- Born: 23 July 1892 Southampton, England
- Died: 1977 (aged 84–85) Dorset, England
- Military career
- Allegiance: United Kingdom
- Branch: British Army Royal Air Force
- Service years: c.1907–1945
- Rank: Group captain
- Nickname: Struggy
- Unit: Royal Engineers; Hampshire Regiment; No. 3 Squadron RFC; No. 5 Squadron RFC; No. 1 Squadron RFC; No. 43 Squadron RFC; No. 54 Squadron RFC;
- Commands: No. 9 Squadron RAF; No. 1 Armoured Car Company RAF; RAF Manston;
- Conflicts: World War I • Western Front World War II
- Awards: Military Cross & Bar

= William Strugnell =

British flying ace

Group Captain William Victor Strugnell (23 July 1892 – 1977) was a British First World War flying ace credited with six aerial victories. He went on to a long career in the Royal Air Force, and serving throughout the Second World War.

==Early military service==
Strugnell's father was a sergeant major. At the age of 15, Strugnell joined the Royal Engineers as a bugler. He then transferred to the Hampshire Regiment as a sapper, before being seconded to the Royal Flying Corps soon after its formation on 13 April 1912, serving as an Air Mechanic in No. 3 Squadron RFC from 13 May. Strugnell trained as a pilot, and was granted Royal Aero Club Aviators' Certificate No. 253 on 24 July 1912, after a soloing a Bristol biplane at the Army School on Salisbury Plain, being the third non-commissioned officer in the British military to receive a pilot's license. He later served in No. 5 Squadron RFC.

..........

▸ Set problem 1:
Echo the portion of the records below that opens with the line containing "The service SHOULD place a point on the hillside, one" and closes with the line containing "Query: hillside", with both of those lines included.

▸ Provided data:

..........

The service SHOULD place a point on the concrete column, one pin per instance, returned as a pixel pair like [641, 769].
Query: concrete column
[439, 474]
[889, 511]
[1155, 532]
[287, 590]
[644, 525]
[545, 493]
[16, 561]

..........

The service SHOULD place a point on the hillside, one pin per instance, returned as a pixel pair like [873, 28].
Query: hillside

..........

▸ Set problem 2:
Duplicate the entire William Strugnell biography above, with no alterations.

▸ Response 1:
The service SHOULD place a point on the hillside, one pin per instance, returned as a pixel pair like [873, 28].
Query: hillside

▸ Response 2:
- Born: 23 July 1892 Southampton, England
- Died: 1977 (aged 84–85) Dorset, England
- Military career
- Allegiance: United Kingdom
- Branch: British Army Royal Air Force
- Service years: c.1907–1945
- Rank: Group captain
- Nickname: Struggy
- Unit: Royal Engineers; Hampshire Regiment; No. 3 Squadron RFC; No. 5 Squadron RFC; No. 1 Squadron RFC; No. 43 Squadron RFC; No. 54 Squadron RFC;
- Commands: No. 9 Squadron RAF; No. 1 Armoured Car Company RAF; RAF Manston;
- Conflicts: World War I • Western Front World War II
- Awards: Military Cross & Bar

= William Strugnell =

British flying ace

Group Captain William Victor Strugnell (23 July 1892 – 1977) was a British First World War flying ace credited with six aerial victories. He went on to a long career in the Royal Air Force, and serving throughout the Second World War.

==Early military service==
Strugnell's father was a sergeant major. At the age of 15, Strugnell joined the Royal Engineers as a bugler. He then transferred to the Hampshire Regiment as a sapper, before being seconded to the Royal Flying Corps soon after its formation on 13 April 1912, serving as an Air Mechanic in No. 3 Squadron RFC from 13 May. Strugnell trained as a pilot, and was granted Royal Aero Club Aviators' Certificate No. 253 on 24 July 1912, after a soloing a Bristol biplane at the Army School on Salisbury Plain, being the third non-commissioned officer in the British military to receive a pilot's license. He later served in No. 5 Squadron RFC.